## PROBLEM DETAILS:
How many lines in the records below contain the string "power", with case counting? Reply with the number alone.

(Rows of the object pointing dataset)
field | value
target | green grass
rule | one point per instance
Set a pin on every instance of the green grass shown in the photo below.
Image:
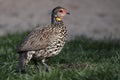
(80, 59)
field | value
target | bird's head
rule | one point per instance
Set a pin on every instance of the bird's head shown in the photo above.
(58, 13)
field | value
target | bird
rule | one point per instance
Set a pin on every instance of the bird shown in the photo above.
(45, 42)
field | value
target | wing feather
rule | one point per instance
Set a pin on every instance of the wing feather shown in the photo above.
(36, 40)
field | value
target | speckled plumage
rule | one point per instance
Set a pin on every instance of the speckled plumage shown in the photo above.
(42, 43)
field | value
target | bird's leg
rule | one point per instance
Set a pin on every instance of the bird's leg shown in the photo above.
(36, 66)
(24, 58)
(45, 66)
(21, 62)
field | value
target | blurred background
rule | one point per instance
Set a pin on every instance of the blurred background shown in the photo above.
(97, 19)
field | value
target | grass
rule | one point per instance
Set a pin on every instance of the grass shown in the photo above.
(80, 59)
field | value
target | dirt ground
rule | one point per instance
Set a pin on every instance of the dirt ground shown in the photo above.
(99, 19)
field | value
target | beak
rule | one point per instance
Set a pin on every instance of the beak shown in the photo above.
(68, 13)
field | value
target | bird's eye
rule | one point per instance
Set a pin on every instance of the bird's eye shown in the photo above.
(61, 11)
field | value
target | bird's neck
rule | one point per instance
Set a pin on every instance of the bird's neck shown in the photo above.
(56, 21)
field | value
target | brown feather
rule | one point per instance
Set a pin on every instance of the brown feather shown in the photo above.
(39, 39)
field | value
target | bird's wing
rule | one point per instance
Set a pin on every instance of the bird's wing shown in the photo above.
(37, 39)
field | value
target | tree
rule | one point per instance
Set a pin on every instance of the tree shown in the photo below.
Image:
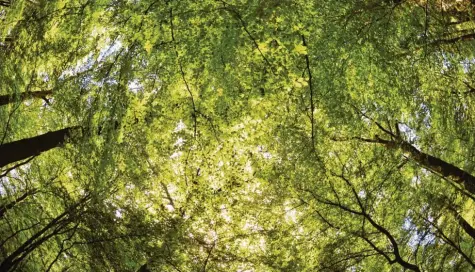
(237, 135)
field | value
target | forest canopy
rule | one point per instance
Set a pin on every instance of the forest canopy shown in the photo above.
(237, 135)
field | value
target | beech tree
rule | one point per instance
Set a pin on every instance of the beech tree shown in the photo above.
(237, 135)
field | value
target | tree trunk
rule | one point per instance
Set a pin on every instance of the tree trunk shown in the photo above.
(441, 167)
(4, 208)
(25, 148)
(7, 99)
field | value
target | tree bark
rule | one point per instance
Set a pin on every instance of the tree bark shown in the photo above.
(25, 148)
(4, 208)
(7, 99)
(441, 167)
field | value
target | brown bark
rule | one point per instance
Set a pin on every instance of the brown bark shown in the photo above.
(7, 99)
(56, 226)
(4, 208)
(25, 148)
(441, 167)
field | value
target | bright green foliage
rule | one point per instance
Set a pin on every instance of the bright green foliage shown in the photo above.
(238, 135)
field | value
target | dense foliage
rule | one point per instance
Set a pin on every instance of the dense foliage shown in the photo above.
(237, 135)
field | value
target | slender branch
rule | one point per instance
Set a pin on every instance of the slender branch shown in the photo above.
(183, 76)
(310, 84)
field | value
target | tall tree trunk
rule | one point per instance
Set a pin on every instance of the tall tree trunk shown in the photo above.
(7, 99)
(4, 208)
(55, 227)
(441, 167)
(25, 148)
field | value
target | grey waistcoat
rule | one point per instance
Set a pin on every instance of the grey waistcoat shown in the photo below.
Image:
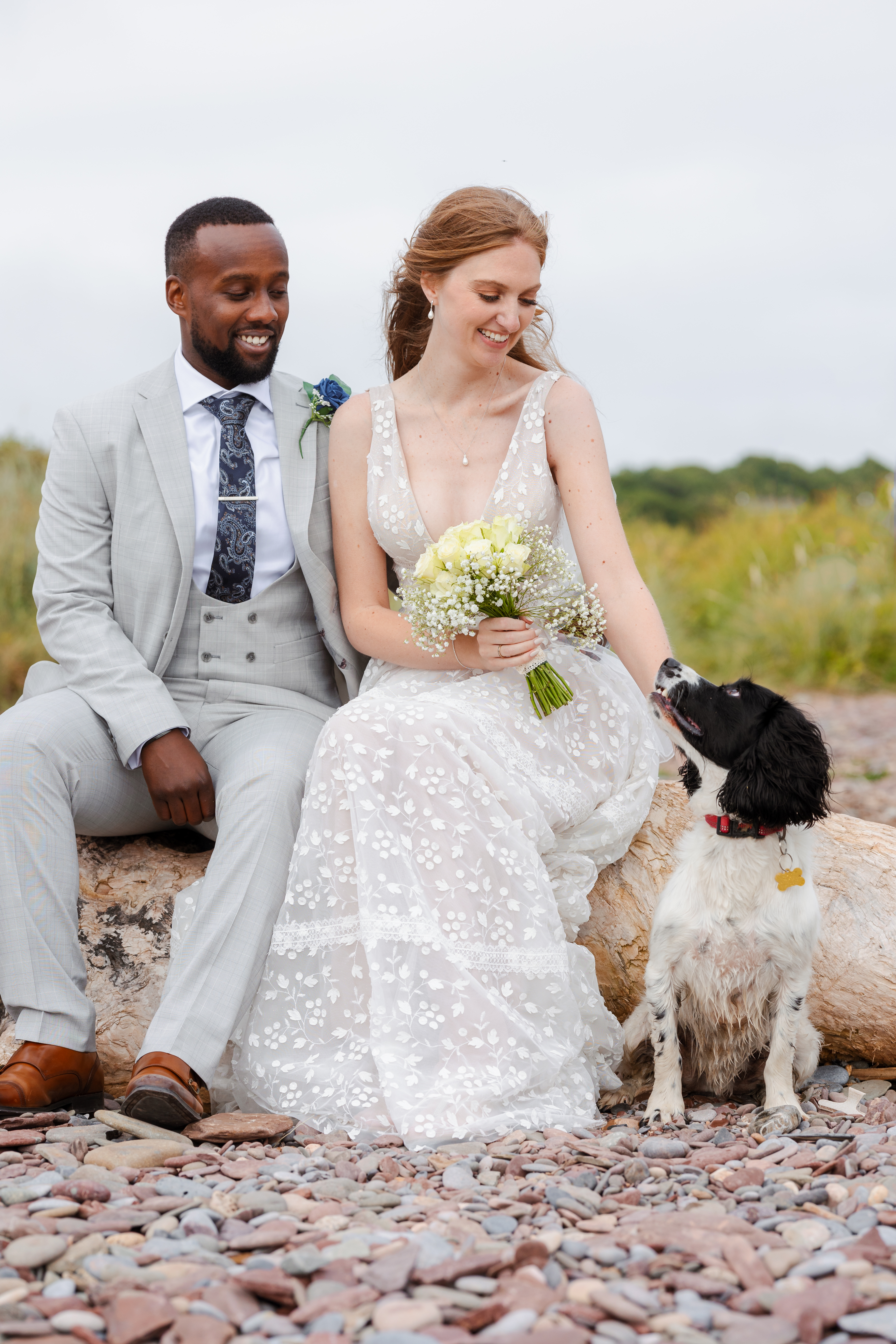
(264, 651)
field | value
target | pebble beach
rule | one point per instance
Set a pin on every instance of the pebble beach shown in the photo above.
(706, 1230)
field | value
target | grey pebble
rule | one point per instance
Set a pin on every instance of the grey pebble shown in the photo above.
(307, 1260)
(459, 1176)
(663, 1148)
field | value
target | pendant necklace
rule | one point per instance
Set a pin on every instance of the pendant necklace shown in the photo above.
(465, 460)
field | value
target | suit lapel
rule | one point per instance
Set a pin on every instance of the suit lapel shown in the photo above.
(162, 422)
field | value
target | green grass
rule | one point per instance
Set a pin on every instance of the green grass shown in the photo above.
(797, 588)
(796, 596)
(21, 478)
(692, 495)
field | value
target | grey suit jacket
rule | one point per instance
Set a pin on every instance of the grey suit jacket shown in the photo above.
(116, 547)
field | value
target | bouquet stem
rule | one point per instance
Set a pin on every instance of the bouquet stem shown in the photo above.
(547, 690)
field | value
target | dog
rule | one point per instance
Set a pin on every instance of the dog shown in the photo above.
(735, 928)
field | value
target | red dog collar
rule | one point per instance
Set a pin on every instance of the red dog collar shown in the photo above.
(727, 826)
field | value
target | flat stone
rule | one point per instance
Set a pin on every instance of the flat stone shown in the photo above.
(112, 1179)
(23, 1194)
(477, 1284)
(54, 1209)
(140, 1154)
(809, 1234)
(831, 1076)
(21, 1138)
(515, 1323)
(874, 1087)
(244, 1168)
(93, 1244)
(271, 1237)
(392, 1273)
(80, 1191)
(238, 1127)
(334, 1187)
(91, 1135)
(303, 1262)
(175, 1186)
(459, 1176)
(34, 1252)
(881, 1322)
(232, 1302)
(199, 1330)
(405, 1338)
(139, 1128)
(663, 1148)
(407, 1315)
(773, 1331)
(66, 1322)
(264, 1201)
(132, 1318)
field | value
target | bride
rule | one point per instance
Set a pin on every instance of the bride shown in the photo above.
(424, 976)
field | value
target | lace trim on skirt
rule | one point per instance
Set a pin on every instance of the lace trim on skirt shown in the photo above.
(340, 933)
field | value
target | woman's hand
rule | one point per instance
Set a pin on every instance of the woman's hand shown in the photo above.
(504, 643)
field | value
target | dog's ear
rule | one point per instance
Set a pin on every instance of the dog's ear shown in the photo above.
(784, 779)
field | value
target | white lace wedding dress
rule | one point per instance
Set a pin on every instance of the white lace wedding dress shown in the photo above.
(424, 976)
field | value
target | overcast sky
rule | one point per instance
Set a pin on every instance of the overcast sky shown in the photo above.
(719, 178)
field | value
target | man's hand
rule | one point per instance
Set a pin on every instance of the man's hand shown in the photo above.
(178, 780)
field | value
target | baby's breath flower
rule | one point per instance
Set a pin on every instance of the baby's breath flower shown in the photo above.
(504, 568)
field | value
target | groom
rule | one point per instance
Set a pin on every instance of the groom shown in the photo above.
(186, 590)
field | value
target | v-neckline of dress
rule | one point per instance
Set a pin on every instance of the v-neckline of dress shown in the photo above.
(426, 533)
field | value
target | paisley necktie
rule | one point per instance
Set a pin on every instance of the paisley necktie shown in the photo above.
(233, 566)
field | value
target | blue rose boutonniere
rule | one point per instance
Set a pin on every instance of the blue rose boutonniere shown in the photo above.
(326, 397)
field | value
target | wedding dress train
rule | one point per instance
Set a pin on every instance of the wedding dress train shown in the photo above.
(424, 976)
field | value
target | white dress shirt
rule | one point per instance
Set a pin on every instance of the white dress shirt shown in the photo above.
(275, 550)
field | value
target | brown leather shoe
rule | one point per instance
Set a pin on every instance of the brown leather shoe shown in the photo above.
(52, 1078)
(163, 1091)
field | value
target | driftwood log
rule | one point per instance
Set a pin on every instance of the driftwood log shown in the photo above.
(854, 994)
(128, 889)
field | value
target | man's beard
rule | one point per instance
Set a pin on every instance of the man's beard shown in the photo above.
(229, 364)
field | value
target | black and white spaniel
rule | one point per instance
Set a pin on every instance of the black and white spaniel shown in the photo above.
(737, 925)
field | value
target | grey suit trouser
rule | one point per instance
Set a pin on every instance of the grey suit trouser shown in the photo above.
(60, 776)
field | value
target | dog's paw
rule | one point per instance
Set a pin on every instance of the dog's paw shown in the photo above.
(777, 1120)
(663, 1108)
(624, 1096)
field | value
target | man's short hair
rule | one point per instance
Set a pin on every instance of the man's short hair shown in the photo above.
(218, 210)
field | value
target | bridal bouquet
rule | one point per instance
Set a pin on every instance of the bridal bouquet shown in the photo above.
(503, 569)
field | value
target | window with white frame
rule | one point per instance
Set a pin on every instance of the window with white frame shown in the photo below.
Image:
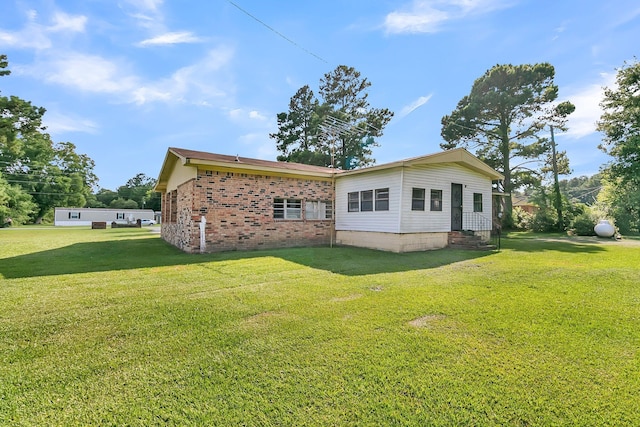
(436, 200)
(477, 202)
(287, 208)
(353, 202)
(318, 210)
(417, 199)
(366, 201)
(382, 199)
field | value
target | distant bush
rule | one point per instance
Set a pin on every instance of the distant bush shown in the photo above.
(583, 225)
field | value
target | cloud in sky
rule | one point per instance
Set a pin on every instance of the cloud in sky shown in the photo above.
(58, 123)
(408, 109)
(37, 36)
(587, 101)
(87, 73)
(171, 38)
(428, 16)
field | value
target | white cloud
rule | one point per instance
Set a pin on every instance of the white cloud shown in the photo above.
(171, 38)
(37, 36)
(65, 22)
(196, 83)
(88, 73)
(587, 101)
(408, 109)
(242, 115)
(57, 123)
(428, 16)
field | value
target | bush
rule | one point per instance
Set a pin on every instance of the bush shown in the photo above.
(583, 225)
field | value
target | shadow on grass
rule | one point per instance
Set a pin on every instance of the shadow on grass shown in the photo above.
(89, 257)
(527, 242)
(131, 253)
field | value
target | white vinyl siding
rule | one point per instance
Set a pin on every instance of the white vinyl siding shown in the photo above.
(318, 210)
(440, 177)
(375, 219)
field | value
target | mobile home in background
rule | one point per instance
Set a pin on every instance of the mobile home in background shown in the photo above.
(86, 216)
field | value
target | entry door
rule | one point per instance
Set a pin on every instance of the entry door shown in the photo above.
(456, 207)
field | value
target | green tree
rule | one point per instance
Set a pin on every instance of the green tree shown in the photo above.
(302, 133)
(105, 196)
(16, 206)
(298, 130)
(620, 124)
(501, 119)
(53, 174)
(582, 189)
(140, 189)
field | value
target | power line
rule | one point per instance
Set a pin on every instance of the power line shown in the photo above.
(277, 32)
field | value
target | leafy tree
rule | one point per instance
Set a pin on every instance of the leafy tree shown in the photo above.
(298, 130)
(140, 189)
(620, 124)
(582, 189)
(53, 174)
(105, 197)
(16, 206)
(501, 119)
(301, 137)
(620, 199)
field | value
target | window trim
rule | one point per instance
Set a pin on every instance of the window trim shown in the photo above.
(382, 199)
(353, 201)
(477, 202)
(287, 209)
(435, 198)
(418, 203)
(322, 210)
(366, 201)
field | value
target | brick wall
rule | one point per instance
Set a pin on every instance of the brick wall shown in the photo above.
(239, 212)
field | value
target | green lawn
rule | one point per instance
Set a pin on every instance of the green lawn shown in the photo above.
(115, 327)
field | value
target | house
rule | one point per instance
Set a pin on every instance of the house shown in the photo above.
(522, 202)
(413, 204)
(85, 216)
(213, 202)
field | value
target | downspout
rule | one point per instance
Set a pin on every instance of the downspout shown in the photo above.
(332, 229)
(401, 193)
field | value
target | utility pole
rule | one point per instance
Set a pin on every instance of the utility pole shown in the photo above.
(556, 185)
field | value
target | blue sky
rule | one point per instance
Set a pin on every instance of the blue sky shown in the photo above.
(126, 79)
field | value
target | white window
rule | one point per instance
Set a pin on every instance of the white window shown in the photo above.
(417, 199)
(366, 201)
(382, 199)
(354, 202)
(287, 209)
(318, 210)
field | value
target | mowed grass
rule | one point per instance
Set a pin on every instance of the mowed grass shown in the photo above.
(115, 327)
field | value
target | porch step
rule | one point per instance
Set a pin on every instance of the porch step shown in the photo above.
(468, 240)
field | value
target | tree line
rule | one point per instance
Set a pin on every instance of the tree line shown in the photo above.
(508, 120)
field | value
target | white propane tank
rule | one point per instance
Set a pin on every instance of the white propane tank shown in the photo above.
(604, 228)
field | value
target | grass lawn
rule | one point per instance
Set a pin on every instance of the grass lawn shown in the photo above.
(115, 327)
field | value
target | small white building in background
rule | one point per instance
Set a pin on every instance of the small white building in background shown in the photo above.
(85, 216)
(412, 204)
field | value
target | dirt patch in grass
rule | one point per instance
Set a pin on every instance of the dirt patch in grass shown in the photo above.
(347, 298)
(427, 320)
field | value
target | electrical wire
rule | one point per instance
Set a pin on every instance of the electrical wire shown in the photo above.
(277, 32)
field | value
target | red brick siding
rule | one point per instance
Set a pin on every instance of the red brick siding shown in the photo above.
(239, 212)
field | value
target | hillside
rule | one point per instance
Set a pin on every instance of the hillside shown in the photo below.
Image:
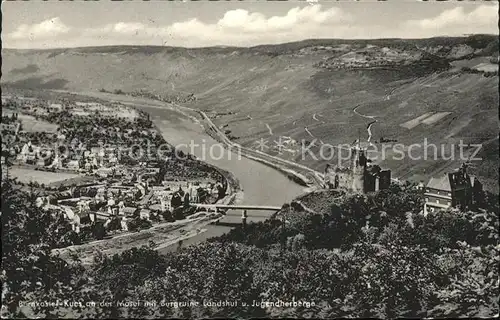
(444, 90)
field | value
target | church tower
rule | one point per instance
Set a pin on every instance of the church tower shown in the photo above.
(358, 167)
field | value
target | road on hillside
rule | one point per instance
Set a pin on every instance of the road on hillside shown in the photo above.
(261, 184)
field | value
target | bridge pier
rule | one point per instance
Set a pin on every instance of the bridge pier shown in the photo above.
(244, 218)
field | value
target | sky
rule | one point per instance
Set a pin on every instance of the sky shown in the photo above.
(54, 24)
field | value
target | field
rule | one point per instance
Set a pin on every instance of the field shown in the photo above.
(291, 90)
(30, 124)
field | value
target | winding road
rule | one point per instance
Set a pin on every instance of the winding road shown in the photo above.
(261, 184)
(368, 128)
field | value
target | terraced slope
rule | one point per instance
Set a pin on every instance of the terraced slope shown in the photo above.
(442, 90)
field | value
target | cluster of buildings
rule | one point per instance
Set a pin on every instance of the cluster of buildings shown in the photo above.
(136, 197)
(359, 177)
(453, 189)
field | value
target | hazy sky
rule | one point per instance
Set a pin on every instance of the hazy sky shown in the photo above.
(192, 24)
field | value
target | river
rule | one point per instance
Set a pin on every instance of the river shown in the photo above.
(261, 184)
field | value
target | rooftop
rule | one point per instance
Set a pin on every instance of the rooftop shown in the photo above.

## FINISHED TASK:
2